__Source__.
# Does a snowblower engine shear key ever shear?



## JLawrence08648 (Jan 15, 2017)

I was at someone's house to look at his non-start engine, Zongshen, on his Craftsman snowblower. I was there in October to fix his Honda riding mower, for the 3rd? 4th? time. All the times it was bad gas, water or old gas. Then in October I had to remove the carburetor and put it in my ultrasonic cleaner. After emptying and removing his old gas off the premises, I discovered he had 12 gallons of old gas. So in the past, after removing the old gas and having him buy new gas, instead unknowingly to me, he reached in to the vault and used another gas can of old gas! While I was there in October, I drained the old gas from his snowblower, fresh gas, then started it. It was surging. I put Seafoam in the tank and asked him to start it several times a week to try to have the Seafoam to clean the carb. He never did. I wanted to return to check in the progress but I never did, until this week when he called he couldn't start it. It did work on the storm a month ago. I drained the tank/carb, a lot of water in the gas. After putting fresh gas in, my gas! I couldn't start it. Taking the carb cover off, and spraying ether, even putting gasoline in the spark plug, it would not start. It wanted to, really tried, pleaded, but never did, popping out puffs of white smoke from the exhaust. It sounds like the engine flywheel shear key is sheared, the timing is just a hair off. He claimed he never hit anything. Doesn't have enough knowledge about shaft shear pins. Does a snowblower flywheel shear key ever go? Engine kickback maybe? Does it use a Honda? I was going to check it, if needed have the local shop match it up. Thoughts?


----------



## Oneacer (Jan 3, 2011)

I would surmise it is possible.

I have replaced bent lawnmower keys, but never a snowblower.


----------



## 140278 (Aug 27, 2020)

no it has a steel key of the half moon style in the crank zongshen is the company MTD has make the powermore engines for them

old thread Chinese Engines even scot made note of it on Jan 20, 2013


----------



## drmerdp (Feb 9, 2014)

__Records__.

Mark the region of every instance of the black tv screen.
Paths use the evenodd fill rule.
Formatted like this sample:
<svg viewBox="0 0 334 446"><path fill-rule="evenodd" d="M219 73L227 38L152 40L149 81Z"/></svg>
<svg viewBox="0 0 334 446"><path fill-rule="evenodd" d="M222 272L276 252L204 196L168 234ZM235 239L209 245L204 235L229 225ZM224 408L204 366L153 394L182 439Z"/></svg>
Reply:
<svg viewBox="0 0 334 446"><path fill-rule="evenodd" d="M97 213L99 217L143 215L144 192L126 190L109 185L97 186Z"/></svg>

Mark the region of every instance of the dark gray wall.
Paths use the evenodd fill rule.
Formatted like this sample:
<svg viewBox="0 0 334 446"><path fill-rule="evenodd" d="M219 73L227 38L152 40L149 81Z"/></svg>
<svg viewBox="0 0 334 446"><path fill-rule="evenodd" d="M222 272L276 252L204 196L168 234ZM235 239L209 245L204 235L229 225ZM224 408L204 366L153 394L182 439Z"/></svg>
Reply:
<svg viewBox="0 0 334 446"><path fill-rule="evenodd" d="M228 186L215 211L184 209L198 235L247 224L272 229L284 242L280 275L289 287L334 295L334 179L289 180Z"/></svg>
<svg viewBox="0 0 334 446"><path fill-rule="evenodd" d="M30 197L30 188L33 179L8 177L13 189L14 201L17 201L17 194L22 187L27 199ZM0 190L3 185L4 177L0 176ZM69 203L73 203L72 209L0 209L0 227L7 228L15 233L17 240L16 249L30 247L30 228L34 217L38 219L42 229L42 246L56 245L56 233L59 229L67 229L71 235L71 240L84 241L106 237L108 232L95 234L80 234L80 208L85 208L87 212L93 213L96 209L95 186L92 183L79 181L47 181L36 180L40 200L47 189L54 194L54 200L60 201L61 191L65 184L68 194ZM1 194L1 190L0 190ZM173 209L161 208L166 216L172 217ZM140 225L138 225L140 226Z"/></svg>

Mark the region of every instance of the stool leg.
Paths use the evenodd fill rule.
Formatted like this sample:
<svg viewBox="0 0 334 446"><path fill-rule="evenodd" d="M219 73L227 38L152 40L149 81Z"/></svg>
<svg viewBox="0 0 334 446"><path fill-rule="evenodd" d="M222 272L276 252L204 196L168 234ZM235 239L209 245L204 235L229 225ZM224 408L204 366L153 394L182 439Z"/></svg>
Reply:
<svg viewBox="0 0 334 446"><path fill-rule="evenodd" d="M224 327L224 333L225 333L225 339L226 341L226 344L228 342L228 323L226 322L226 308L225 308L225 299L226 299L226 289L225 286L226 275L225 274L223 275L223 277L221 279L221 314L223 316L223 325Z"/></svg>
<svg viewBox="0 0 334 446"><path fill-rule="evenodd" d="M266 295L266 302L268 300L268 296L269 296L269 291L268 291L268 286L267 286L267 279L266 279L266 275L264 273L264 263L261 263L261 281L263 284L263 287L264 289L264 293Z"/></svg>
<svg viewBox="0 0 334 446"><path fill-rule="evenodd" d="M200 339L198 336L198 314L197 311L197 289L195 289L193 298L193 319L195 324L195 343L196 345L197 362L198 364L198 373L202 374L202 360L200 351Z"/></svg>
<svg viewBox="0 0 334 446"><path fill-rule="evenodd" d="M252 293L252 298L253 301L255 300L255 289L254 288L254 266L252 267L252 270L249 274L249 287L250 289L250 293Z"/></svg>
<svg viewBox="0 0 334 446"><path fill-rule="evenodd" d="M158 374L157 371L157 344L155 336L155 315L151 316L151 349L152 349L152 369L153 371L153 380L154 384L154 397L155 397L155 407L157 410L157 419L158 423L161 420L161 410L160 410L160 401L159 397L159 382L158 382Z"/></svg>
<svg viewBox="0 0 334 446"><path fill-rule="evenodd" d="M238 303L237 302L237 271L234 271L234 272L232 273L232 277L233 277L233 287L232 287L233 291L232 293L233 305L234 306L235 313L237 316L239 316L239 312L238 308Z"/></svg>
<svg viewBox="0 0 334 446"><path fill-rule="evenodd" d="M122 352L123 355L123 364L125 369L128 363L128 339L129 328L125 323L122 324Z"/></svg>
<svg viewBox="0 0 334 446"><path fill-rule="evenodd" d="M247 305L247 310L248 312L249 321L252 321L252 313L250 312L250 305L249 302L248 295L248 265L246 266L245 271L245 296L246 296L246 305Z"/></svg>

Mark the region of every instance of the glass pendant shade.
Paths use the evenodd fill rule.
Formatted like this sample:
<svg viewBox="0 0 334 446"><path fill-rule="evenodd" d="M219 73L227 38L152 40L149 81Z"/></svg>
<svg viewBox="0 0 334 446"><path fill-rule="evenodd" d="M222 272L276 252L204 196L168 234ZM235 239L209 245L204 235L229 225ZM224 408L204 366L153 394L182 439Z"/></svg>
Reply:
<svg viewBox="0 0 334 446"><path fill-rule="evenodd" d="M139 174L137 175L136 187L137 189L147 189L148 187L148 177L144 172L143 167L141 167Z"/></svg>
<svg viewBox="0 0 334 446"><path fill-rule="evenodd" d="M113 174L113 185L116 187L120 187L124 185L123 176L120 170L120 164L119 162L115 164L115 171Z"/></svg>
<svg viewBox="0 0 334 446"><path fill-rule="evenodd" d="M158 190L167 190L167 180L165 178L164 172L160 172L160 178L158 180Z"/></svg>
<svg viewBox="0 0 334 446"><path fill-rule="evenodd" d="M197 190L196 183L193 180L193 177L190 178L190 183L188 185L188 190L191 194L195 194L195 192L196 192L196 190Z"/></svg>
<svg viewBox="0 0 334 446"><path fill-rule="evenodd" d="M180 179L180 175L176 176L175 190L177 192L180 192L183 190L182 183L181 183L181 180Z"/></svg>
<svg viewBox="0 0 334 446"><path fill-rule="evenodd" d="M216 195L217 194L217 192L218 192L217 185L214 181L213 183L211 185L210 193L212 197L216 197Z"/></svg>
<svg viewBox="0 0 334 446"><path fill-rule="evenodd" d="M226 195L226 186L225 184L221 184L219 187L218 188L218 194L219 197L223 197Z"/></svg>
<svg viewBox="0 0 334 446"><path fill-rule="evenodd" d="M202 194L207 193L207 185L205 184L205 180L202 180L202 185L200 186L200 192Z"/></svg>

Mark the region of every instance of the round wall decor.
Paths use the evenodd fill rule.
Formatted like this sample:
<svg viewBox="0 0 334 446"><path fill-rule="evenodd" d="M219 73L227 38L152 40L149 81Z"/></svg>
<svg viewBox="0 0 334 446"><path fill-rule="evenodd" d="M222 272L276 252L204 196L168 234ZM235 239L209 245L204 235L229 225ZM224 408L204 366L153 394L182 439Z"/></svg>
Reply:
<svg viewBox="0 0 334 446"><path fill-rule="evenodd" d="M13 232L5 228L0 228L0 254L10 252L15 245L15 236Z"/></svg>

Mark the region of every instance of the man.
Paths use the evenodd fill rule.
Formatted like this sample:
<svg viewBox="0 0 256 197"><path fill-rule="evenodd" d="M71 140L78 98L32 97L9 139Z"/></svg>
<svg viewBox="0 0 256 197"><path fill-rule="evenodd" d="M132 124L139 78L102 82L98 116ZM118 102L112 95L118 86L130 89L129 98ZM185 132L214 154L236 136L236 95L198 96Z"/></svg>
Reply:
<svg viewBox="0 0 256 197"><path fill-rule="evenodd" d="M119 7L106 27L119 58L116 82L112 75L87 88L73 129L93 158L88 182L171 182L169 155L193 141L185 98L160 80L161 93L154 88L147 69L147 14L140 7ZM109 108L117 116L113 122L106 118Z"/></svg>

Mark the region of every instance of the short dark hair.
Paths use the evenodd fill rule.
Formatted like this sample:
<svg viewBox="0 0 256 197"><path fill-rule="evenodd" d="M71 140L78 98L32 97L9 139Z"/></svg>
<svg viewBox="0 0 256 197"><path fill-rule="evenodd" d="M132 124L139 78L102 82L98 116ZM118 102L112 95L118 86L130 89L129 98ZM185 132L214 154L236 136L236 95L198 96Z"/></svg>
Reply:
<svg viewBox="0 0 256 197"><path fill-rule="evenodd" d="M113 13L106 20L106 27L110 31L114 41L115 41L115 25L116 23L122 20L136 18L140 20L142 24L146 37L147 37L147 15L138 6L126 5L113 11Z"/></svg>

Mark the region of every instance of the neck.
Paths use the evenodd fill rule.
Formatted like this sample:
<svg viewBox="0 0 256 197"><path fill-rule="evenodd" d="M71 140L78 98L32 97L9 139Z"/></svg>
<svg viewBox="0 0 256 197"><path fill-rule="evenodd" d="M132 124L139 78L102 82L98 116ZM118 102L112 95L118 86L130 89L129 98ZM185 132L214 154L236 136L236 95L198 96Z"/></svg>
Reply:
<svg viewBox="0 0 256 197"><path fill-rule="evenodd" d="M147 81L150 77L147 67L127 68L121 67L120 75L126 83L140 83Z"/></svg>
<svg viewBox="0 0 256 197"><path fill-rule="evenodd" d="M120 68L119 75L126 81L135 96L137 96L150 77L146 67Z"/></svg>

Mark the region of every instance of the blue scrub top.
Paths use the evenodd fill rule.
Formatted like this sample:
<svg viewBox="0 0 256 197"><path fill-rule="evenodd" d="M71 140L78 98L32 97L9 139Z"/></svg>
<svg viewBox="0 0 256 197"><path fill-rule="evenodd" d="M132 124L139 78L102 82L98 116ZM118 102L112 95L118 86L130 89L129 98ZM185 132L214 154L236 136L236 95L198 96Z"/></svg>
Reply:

__Instruction__. Repeat word for word the part of the shear key thread that begins at the words "no it has a" and stops after "(Feb 9, 2014)". The rows have no connection to the shear key thread.

__Response below__.
no it has a steel key of the half moon style in the crank zongshen is the company MTD has make the powermore engines for them

old thread Chinese Engines even scot made note of it on Jan 20, 2013


----------



## drmerdp (Feb 9, 2014)